§ **Passage for review**
= Beginning of Section =

LLM_Monitor

An LLM observability and orchestration platform implemented as a set of containerized microservices. A C#/.NET server acts as the edge/API gateway, forwarding user messages to a Python service built on LangChain/LangGraph that orchestrates the full AI workflow: policy and prompt-injection guardrails, retrieval-augmented generation, tool invocation, conversation memory, and a final grounded response.

The architecture deliberately mirrors commercial LLM application systems (edge gateway + orchestration service + data/observability plane) at reduced scale. This is an active learning project — every line of code is written by hand, with AI used only for code review and concept lectures.

Architecture

user ─▶ [C#/.NET API gateway] ─HTTP─▶ [Python LangChain/LangGraph orchestrator]
             (validation,                 │ policy/injection check (guardrails)
              telemetry,                  │ RAG retrieval (pgvector)
              response shaping)           │ tool invocation (bounded agent loop)
                                          │ conversation memory (checkpointer)
                                          ▼
                    [Ollama: local LLM + embeddings]  [pgvector/Postgres: vectors, telemetry, history]

All services run as Docker containers on a private network, orchestrated via docker-compose.

Services

dotnet_server (C# / ASP.NET Core) — Edge gateway: request validation, middleware-based telemetry, forwards to the orchestrator via IHttpClientFactory
langchain_service (Python / Flask / LangChain / LangGraph) — Orchestrates the AI pipeline: guardrails → RAG → tools → memory → response
ollama — Serves local LLMs and embedding models (qwen2.5, nomic-embed-text)
pgvector-service (PostgreSQL + pgvector) — Vector store for RAG; relational store for telemetry and history
model-provisioning — Container job ensuring required models are pulled before serving

Key Engineering Decisions

Mock/live seam via a model factory + env config — enables full pipeline development on low-compute hardware with a one-flag switch to real inference; demonstrates test-double and dependency-inversion thinking
LangGraph state-machine orchestration — the request pipeline is modeled as nodes, conditional edges, and shared state rather than a monolithic function, supporting branching (block on policy violation), a bounded tool loop, and checkpointer-based memory
pgvector over a standalone vector DB — keeps vectors and relational telemetry in one engine, enabling joins and simpler operations
Idempotent startup ingestion + healthcheck-gated dependencies — services wait for readiness, and re-running setup never duplicates data

Observability (the project's thesis)

Middleware- and node-level telemetry captures latency, tokens, model, and pipeline decisions, with correlation-ID propagation across services — designed toward OpenTelemetry and dashboards.

Tech Stack

Python, C#, ASP.NET Core, Flask, LangChain, LangGraph, Ollama, PostgreSQL, pgvector, Docker, docker-compose

Status

In active development. The multi-container environment, end-to-end local inference, and the mock/live model factory are in place; the LangGraph pipeline, RAG integration, conversation memory, and telemetry persistence are being wired now. An evaluation harness (golden dataset + LLM-as-judge) is planned.

= End of Section =

§ **Exercise tasks**
1. According to the project description, why was pgvector chosen over a standalone vector database?
2. From the project description, extract the passage from "The architecture deliberately" to "RAG retrieval (pgvector)" word for word.
Rely only on the project description for what follows.

§ **Dataset entries**
= Beginning of Section =

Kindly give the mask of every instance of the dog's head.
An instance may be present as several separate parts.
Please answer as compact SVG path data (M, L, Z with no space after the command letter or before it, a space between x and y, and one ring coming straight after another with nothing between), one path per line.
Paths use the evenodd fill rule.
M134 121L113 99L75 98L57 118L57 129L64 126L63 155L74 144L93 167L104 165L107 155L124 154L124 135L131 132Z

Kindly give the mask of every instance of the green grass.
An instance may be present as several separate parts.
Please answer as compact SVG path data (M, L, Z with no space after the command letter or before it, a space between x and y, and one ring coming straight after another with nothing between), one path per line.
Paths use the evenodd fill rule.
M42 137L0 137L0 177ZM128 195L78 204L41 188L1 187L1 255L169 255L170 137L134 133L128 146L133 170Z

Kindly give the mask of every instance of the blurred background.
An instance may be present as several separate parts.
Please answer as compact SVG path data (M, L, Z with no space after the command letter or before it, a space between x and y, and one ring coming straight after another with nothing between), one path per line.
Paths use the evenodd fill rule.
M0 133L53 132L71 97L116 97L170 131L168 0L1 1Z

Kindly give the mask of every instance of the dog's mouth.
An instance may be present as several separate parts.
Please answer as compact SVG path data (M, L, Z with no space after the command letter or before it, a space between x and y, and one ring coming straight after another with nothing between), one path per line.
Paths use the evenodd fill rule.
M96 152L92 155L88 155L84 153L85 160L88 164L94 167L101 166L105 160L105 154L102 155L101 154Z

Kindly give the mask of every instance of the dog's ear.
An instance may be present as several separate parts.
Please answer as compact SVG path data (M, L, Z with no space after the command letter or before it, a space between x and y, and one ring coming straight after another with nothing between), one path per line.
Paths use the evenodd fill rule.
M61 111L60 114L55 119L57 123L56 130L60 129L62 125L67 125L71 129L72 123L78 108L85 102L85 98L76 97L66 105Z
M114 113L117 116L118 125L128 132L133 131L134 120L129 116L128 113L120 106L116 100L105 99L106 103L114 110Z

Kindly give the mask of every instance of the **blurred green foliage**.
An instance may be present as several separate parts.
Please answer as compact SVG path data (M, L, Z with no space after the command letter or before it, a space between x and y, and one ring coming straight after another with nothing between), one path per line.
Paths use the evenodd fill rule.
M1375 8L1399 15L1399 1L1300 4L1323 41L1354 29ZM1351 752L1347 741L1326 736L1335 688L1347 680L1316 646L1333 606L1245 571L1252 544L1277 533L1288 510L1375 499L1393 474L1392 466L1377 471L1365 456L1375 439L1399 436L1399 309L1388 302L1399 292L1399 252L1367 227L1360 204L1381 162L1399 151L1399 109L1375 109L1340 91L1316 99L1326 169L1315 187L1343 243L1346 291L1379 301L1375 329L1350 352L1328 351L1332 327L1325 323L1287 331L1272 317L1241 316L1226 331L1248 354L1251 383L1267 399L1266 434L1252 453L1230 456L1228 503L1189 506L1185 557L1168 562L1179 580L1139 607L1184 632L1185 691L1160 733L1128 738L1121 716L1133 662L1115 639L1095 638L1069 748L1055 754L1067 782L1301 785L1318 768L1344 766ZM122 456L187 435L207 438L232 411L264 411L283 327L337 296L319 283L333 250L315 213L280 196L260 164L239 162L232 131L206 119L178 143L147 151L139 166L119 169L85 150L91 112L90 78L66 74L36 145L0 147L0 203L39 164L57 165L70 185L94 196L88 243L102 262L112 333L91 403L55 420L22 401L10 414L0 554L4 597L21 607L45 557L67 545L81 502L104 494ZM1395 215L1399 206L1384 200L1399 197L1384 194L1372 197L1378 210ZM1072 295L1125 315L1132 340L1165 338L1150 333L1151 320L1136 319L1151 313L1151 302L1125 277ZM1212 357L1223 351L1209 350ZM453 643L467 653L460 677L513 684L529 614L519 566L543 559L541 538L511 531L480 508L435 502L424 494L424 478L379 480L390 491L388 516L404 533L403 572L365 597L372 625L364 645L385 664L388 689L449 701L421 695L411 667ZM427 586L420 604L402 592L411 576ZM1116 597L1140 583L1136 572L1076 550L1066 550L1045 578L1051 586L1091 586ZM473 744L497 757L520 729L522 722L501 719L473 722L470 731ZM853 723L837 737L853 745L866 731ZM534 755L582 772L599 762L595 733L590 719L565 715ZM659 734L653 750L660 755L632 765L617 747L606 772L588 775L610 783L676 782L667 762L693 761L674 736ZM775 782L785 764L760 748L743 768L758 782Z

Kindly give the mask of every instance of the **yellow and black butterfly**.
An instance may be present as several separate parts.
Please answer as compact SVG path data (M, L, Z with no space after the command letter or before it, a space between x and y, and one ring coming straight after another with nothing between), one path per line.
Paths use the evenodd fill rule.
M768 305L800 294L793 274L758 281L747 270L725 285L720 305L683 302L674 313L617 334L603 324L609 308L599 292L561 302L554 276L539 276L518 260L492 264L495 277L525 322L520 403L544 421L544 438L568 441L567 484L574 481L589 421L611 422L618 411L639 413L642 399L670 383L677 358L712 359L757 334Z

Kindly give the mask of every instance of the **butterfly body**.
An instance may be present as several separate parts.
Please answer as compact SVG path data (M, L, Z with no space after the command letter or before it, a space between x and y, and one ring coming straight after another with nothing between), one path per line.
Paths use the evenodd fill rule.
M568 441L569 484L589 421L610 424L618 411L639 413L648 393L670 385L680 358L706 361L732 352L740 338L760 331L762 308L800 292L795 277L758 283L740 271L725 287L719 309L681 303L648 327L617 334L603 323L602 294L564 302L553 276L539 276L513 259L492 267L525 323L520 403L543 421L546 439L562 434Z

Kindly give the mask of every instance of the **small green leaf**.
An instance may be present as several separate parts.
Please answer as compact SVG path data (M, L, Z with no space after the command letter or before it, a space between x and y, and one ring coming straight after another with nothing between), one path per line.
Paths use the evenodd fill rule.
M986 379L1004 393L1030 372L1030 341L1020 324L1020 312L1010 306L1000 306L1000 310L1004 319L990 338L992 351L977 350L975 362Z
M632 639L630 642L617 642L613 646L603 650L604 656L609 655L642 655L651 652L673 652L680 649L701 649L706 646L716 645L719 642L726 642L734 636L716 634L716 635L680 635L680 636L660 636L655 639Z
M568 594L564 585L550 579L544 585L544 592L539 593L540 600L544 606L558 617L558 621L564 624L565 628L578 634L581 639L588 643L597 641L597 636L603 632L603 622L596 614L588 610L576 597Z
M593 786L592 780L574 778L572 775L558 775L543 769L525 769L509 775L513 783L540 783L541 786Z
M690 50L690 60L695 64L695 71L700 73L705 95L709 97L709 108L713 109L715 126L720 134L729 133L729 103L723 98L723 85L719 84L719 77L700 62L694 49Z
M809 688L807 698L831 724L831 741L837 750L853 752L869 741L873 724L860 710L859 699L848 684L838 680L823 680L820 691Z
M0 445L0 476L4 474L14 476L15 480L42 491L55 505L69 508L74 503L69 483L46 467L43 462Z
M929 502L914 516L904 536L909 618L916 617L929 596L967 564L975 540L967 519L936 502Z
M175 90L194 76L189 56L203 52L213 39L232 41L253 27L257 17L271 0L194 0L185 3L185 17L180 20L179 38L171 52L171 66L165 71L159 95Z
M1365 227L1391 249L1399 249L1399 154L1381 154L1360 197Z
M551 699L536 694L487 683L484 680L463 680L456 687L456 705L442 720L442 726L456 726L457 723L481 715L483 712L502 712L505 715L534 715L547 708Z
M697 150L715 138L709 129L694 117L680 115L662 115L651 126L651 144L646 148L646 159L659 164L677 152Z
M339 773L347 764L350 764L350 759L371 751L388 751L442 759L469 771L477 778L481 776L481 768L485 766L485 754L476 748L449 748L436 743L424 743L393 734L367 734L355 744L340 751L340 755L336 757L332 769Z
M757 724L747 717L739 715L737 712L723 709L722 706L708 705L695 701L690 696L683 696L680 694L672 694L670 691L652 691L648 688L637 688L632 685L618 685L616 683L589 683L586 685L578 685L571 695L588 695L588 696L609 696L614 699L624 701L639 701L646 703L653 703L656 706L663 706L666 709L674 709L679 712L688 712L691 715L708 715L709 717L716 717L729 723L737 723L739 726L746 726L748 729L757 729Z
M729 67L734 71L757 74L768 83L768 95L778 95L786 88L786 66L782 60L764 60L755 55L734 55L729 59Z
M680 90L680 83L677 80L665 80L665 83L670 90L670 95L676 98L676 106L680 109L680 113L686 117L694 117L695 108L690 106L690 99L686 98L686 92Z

= End of Section =

§ **Answer list**
1. It keeps vectors and relational telemetry in one engine, which enables joins and simpler operations.

2.
The architecture deliberately mirrors commercial LLM application systems (edge gateway + orchestration service + data/observability plane) at reduced scale. This is an active learning project — every line of code is written by hand, with AI used only for code review and concept lectures.

Architecture

user ─▶ [C#/.NET API gateway] ─HTTP─▶ [Python LangChain/LangGraph orchestrator]
             (validation,                 │ policy/injection check (guardrails)
              telemetry,                  │ RAG retrieval (pgvector)